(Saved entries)
────────────────────

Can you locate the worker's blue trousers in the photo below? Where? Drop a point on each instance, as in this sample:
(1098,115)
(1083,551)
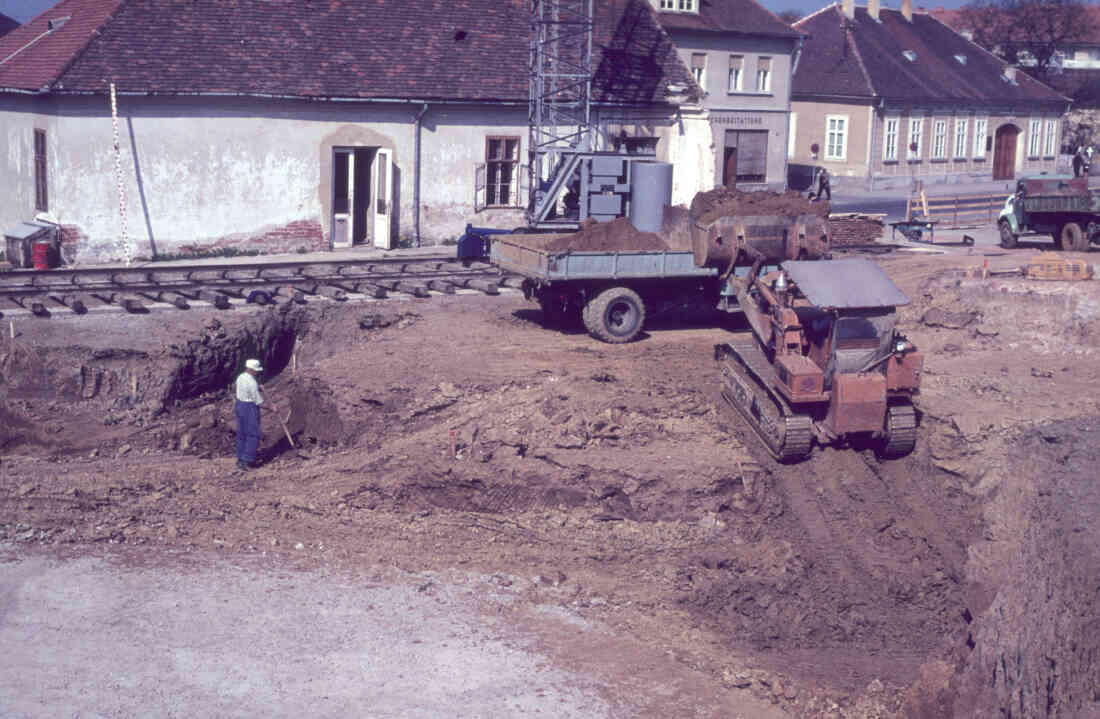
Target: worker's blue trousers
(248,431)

────────────────────

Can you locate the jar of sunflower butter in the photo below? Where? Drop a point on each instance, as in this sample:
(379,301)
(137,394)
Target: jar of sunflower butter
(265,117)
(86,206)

────────────────────

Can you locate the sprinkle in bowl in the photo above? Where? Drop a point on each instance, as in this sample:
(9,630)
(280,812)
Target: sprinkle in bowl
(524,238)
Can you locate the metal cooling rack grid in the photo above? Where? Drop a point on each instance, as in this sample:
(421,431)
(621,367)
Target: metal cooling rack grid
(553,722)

────────────────────

Goal of the exercise>
Count the lines in the data that contain the string "above", and give nothing but that number.

Response to the task>
2